◆ Selected extract:
Sunday, November 3, 2013


My latest novel, a Rose In No-Man's Land is set against a background of the Great War.
The soldiers in the trenches called the nurses who tended them, the roses of no-man's land.

Award winning manuscript
 Sister Amy Smithfield is carrying on her family’s military tradition in the only way she can, as an Australian Army nurse. Dedicated to her calling, she has sworn off interest in men for the duration of the Great War in Europe . When she literally runs into Mark Tremayne, an English captain in the Australian army, her real struggle begins.

Mark has his own reasons for keeping any relationship with the opposite sex in the casual mode, and he fights to deny his attraction to the petite blonde nurse who stirs his senses beyond the ordinary.

Their battle against love continues from Australia to the Mediterranean to France . When Amy is captured by German soldiers, Mark realizes how much she means to him — but can he overcome pride and find Amy after his jealous anger pushes her away?



Friday, August 23, 2013


Have you ever met a real life character, someone so different to your preconceptions?

I certainly have, a few years ago I met a real-life hero, and I would have passed him in the street and never have known that he had performed a feat of valour that won him the Victoria Cross, the highest decoration for bravery on the battlefield in the Australian and British army.

In 1854 during the Crimean War, The Victoria Cross came into being. It was named for Queen Victoria and was the highest award for valour. The medals were struck from a bronze Russian cannon captured in the Crimea.

Like the American Medal of Honor, only the bravest of the brave receive this award.

The first war in which any Australians won the Victoria Cross was in South Africa (1899-1902), six were awarded. In the 1st World War sixty four Victoria Crosses were won by Australians, in the 2nd World War the number was twenty. Four were awarded for The Vietnam War, and four Victoria Crosses have recently been awarded to Australian soldiers who fought in  Afghanistan. In some instances the medal was awarded posthumously.

I had always thought of heroes as young, tall, strong and virile looking, always confident, sometimes brash even (like the heroes in my wartime romances). Of course, the heroes from Afghanistan are young men, the same ages as my sons, but my experience dates from a number of years ago.

I worked in a medical clinic that treated war veterans.  I had seen this man’s file and I couldn’t believe it when I saw that he had won the Victoria Cross and a couple of other valour awards. I couldn’t wait to see this real live hero. I knew I would recognise him straight away. I mean, he would be old because he had served in 2nd World War, but he would have a presence about him, I didn’t doubt that for a moment.

An old man shuffled up to the counter. He was thin and short in stature, made worse by being hunched over, and his hair was grey and sparse. He quietly gave his name, his voice wavering, almost apologetic, because he obviously thought his presence here was causing extra work for me.

When he handed in his appointment card, I was shocked, this little old man was a hero, one of the bravest of the brave.

2014 is the centenary year of the start of the 1st World War, or the Great War as it was called.
On August 4th 1914, the Germans crossed the Belgium border and Britain declared war on Germany.The Australian government immediately promised to supply 20,000 troops. In fact the number eventually ended up being over 300,000 before the war ended in 1918. This was bloodiest and most costly war Australia would ever be involved in.

My novel, Allison's War, is set against a background of the 1st World War and I have also writen three other novels set during this period.

◆ Material supplied:
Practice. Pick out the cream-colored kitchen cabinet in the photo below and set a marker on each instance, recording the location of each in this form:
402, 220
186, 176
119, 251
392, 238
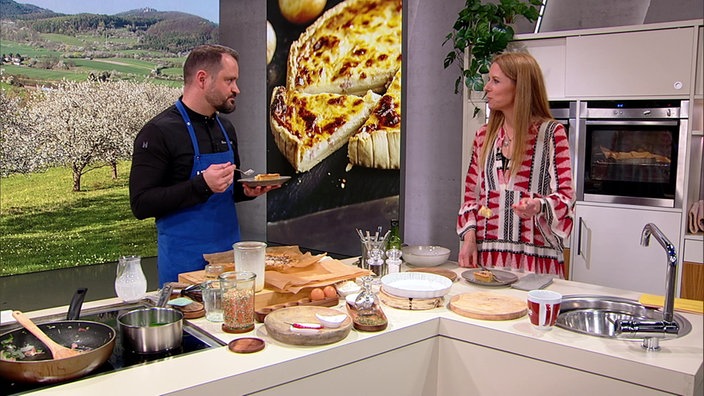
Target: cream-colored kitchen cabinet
693, 268
606, 247
472, 369
654, 64
410, 370
550, 54
699, 87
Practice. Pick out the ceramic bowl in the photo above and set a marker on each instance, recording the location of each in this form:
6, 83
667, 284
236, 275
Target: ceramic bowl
425, 255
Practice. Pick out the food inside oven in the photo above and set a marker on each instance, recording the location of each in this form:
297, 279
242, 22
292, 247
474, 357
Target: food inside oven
630, 166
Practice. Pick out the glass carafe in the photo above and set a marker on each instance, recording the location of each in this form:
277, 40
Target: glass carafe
130, 282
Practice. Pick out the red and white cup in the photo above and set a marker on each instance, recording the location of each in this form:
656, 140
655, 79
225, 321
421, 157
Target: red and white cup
543, 308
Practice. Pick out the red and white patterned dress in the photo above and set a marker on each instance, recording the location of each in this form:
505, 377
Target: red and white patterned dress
503, 238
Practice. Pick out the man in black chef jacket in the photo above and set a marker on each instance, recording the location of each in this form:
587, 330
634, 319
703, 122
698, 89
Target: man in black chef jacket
183, 166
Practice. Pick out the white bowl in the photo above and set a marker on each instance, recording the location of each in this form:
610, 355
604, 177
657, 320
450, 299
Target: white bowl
425, 256
331, 321
416, 285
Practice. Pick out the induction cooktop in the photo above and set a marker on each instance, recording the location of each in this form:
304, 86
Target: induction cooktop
194, 340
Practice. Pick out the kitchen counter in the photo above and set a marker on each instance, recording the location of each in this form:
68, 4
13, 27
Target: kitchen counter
431, 352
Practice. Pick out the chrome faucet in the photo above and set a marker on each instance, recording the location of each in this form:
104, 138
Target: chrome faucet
671, 276
652, 331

◆ Prompt 1:
Decide whether each statement agrees with the blog posts. For each, answer yes or no and quote the words from the blog posts that decide it.
(a) The Victoria Cross medals were struck from a captured Russian cannon.
(b) Australians won twenty Victoria Crosses in the 1st World War.
(c) The Australian government promised to supply 20,000 troops.
◆ Prompt 2:
Reproduce the passage of the blog posts that begins at the words "Sunday, November 3, 2013" and ends after the words "beyond the ordinary.", keeping every character unchanged.

◆ Output 1:
(a) Yes: "The medals were struck from a bronze Russian cannon captured in the Crimea."
(b) No: "In the 1st World War sixty four Victoria Crosses were won by Australians"
(c) Yes: "The Australian government immediately promised to supply 20,000 troops."

◆ Output 2:
Sunday, November 3, 2013


My latest novel, a Rose In No-Man's Land is set against a background of the Great War.
The soldiers in the trenches called the nurses who tended them, the roses of no-man's land.

Award winning manuscript
 Sister Amy Smithfield is carrying on her family’s military tradition in the only way she can, as an Australian Army nurse. Dedicated to her calling, she has sworn off interest in men for the duration of the Great War in Europe . When she literally runs into Mark Tremayne, an English captain in the Australian army, her real struggle begins.

Mark has his own reasons for keeping any relationship with the opposite sex in the casual mode, and he fights to deny his attraction to the petite blonde nurse who stirs his senses beyond the ordinary.